* Exercise goal
Copy out verbatim the lines of the records below, starting at the line that contains "Provide the segmentation of every instance of the beige" and ending at the end of the records, both ends included.

* Region segmentation data
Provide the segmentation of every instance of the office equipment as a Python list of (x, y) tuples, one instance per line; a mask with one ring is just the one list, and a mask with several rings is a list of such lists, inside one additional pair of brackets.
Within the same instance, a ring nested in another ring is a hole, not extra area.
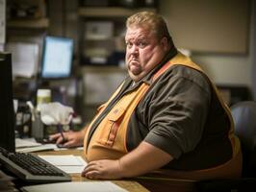
[(71, 178), (36, 155), (11, 153), (0, 148), (0, 163), (25, 182), (70, 181)]
[(85, 181), (85, 182), (63, 182), (51, 184), (38, 184), (33, 186), (24, 186), (21, 188), (24, 192), (125, 192), (126, 190), (111, 181)]
[(14, 152), (12, 57), (0, 52), (0, 147)]
[(6, 44), (13, 56), (13, 76), (36, 77), (38, 69), (39, 45), (35, 42), (13, 41)]
[(42, 79), (68, 78), (71, 75), (73, 39), (46, 36), (43, 46)]

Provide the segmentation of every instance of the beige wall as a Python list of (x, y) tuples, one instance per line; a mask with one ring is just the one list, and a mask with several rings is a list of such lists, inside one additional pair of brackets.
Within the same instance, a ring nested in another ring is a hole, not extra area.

* Answer to the exercise
Provide the segmentation of every instance of the beige wall as a Python list of (x, y) tuples, one instance per line; a mask with one ring is just the one list, and a mask with several rings is a list of such lists, inside one additional pair of brackets.
Within the same instance, a ring nested in another ring is a hole, not extra area.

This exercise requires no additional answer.